**CONJUNTO DE EXERCÍCIOS:**
1. No texto sobre a devastação em Rondônia, qual porcentagem da floresta a proposta permitia derrubar inicialmente nos lotes doados?
2. Dê continuação ao texto sobre a devastação em Rondônia a partir do ponto em que ele termina.

**TEXTO FORNECIDO:**
Os sacanas e a devastação


 


Luiz Leite de Oliveira (*)


Parece ficção dizer que existe floresta no Estado de Rondônia, Brasil. Ao longo dos anos, vem ocorrendo a devastação planejada na floresta e em sua biodiversidade na Amazônia Ocidental Brasileira.

Devastação feita por mãos humanas e de brasileiros.

A partir da década de meados dos anos 1970 e nos anos 1980, sob o tacão dos generais-presidentes Ernesto Geisel e João Figueiredo, o governo de Rondônia e o Instituto Nacional de Colonização e Reforma Agrária (Incra) estimularam a ocupação da Amazônia a qualquer custo.

Isso acontecia para que o ex-Território Federal recebesse gente, aos montes, primeiramente com o forte apelo militar “Brasil: ame-o, ou deixe-o”; depois, sob influência da democracia “lenta e gradual”.

Uma proposta falaciosa e estranha de reforma agrária passou ser aplicada. O convite para ocupar terras loteadas era irrecusável para os chegantes.

Na verdade, diante da irrecusável proposta de derrubar inicialmente 50 % da floresta nos lotes doados, o governo atraiu depredadores.

Nada a acrescentar às administrações excelentes dos ex-governadores, coronéis Humberto da Silva Guedes, o planejador, e Jorge Teixeira de Oliveira, o homem que instalou o Estado. Bom que se diga, apenas dois governadores no tempo do Território Federal do Guaporé e de Rondônia (13 de setembro de 1943 a 4 de janeiro de 1982) fizeram também administrações excelentes, e nesse longo tempo, apenas dois deles foram civis, engenheiros civis: Araújo Lima, que permaneceu no cargo dois anos e quatro meses, e Petrônio Barcelos, um ano.

**DADOS FORNECIDOS:**
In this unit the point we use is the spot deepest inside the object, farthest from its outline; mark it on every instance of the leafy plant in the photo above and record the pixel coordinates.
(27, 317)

**RESULTADOS DAS TAREFAS:**
1. 50 % da floresta.

2.
Entre os anos de 1948 e 1952, com Araújo e Barcelos, os demais eram coronéis do Exército. Araújo Lima deixou grandes obras estruturais, de arquitetura. Aliás, todos os governadores do antigo Guaporé ficaram, em media no governo, apenas um ano e souberam administrar, pois traziam com eles um “staff” de alto nível, cultural e administrativo.

Levas de gente


Migravam para Rondônia nos anos 1970 levas e levas de gente... Famílias vieram pela BR-364 (ex-29), fazendo a rota de Rondon e, em sua maioria, nunca ouviram a história desse grande sertanista.

A procedência geral de todos era a roça, e os estados, em sua maioria do sul, sudeste e centro oeste.

Entre outros brasileiros, aqui chegavam capixabas, catarinenses, gaúchos, paulistas, mineiros e goianos, todos identificados inicialmente como se atendessem aos chamados pelo governo.

Não foi bem assim. Depredaram a floresta e o meio ambiente, derrubando-a e tocando fogo, depois, com as hidrelétricas de Jirau e Santo Antônio, fizeram submergir a Estrada de Ferro Madeira-Mamoré e grande áreas no rio Madeira.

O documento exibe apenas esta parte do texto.